Extract provided
▼

The arena first opened on November 22, 2002, with the season opener of the South Carolina women's basketball team. A near sell-out crowd of 17,712 fans saw the 72-58 Gamecocks victory over in-state rival Clemson, with a $1 admission charge, at that time commonly used by the women's basketball team to promote major games. The official grand opening took place December 2, 2002. The men's basketball team defeated Temple 66-47. On January 26, 2010 South Carolina defeated #1 ranked and undefeated Kentucky 68–62 in the arena, one of the biggest wins in South Carolina history.

On January 18, 2021, as part of the university's observance of Martin Luther King Day, the university dedicated a statue of Gamecocks great and 2020 WNBA MVP A'ja Wilson near the arena's main entrance.

▲

Given data
▼

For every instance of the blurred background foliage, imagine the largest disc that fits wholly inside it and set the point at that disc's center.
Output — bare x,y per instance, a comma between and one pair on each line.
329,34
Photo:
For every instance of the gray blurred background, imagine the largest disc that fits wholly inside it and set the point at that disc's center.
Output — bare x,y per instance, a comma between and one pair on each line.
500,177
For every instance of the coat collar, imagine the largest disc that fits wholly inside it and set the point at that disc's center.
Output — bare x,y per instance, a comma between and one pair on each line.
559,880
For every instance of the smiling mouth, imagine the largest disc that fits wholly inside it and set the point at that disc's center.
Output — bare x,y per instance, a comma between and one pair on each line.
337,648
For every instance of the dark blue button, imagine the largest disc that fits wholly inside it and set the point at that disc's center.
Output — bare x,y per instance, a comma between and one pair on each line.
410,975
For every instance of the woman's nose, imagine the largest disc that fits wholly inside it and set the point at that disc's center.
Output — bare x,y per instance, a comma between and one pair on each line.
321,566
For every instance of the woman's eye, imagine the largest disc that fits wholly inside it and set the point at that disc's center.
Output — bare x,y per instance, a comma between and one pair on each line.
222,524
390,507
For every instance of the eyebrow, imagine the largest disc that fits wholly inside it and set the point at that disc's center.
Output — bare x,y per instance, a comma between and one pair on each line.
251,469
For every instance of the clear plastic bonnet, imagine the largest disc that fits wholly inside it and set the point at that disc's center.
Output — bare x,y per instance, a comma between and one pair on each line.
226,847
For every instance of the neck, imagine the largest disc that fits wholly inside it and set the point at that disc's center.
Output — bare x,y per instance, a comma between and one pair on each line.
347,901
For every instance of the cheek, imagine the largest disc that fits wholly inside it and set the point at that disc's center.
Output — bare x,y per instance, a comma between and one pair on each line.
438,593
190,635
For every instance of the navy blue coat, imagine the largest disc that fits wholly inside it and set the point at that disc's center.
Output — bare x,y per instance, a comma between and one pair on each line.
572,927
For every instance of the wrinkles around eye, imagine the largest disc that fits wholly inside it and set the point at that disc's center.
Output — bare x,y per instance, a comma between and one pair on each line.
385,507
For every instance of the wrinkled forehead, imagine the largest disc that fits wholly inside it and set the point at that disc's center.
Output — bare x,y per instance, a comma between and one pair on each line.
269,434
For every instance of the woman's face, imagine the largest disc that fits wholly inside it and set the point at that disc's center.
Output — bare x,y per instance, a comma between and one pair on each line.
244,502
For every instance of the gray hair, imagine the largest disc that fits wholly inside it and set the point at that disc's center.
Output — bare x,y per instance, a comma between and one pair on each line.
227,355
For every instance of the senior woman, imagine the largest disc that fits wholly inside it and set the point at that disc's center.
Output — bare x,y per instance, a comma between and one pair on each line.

▲

Required tasks
**1)** Say whether each statement agrees with the text about the arena, answering yes or no and quoting the deciding words: (a) The men's basketball team beat Temple at the official grand opening. (b) The first game in the arena was played by the men's basketball team. (c) The statue of A'ja Wilson stands near the arena's main entrance.
**2)** From the text about the arena, set down word for word the part starting with "The arena first" and going on through "South Carolina history.".
The items aren't needed for this work.

Set of answers
**1)**
(a) Yes: "The official grand opening took place December 2, 2002. The men's basketball team defeated Temple 66-47."
(b) No: "The arena first opened on November 22, 2002, with the season opener of the South Carolina women's basketball team."
(c) Yes: "the university dedicated a statue of Gamecocks great and 2020 WNBA MVP A'ja Wilson near the arena's main entrance."

**2)**
The arena first opened on November 22, 2002, with the season opener of the South Carolina women's basketball team. A near sell-out crowd of 17,712 fans saw the 72-58 Gamecocks victory over in-state rival Clemson, with a $1 admission charge, at that time commonly used by the women's basketball team to promote major games. The official grand opening took place December 2, 2002. The men's basketball team defeated Temple 66-47. On January 26, 2010 South Carolina defeated #1 ranked and undefeated Kentucky 68–62 in the arena, one of the biggest wins in South Carolina history.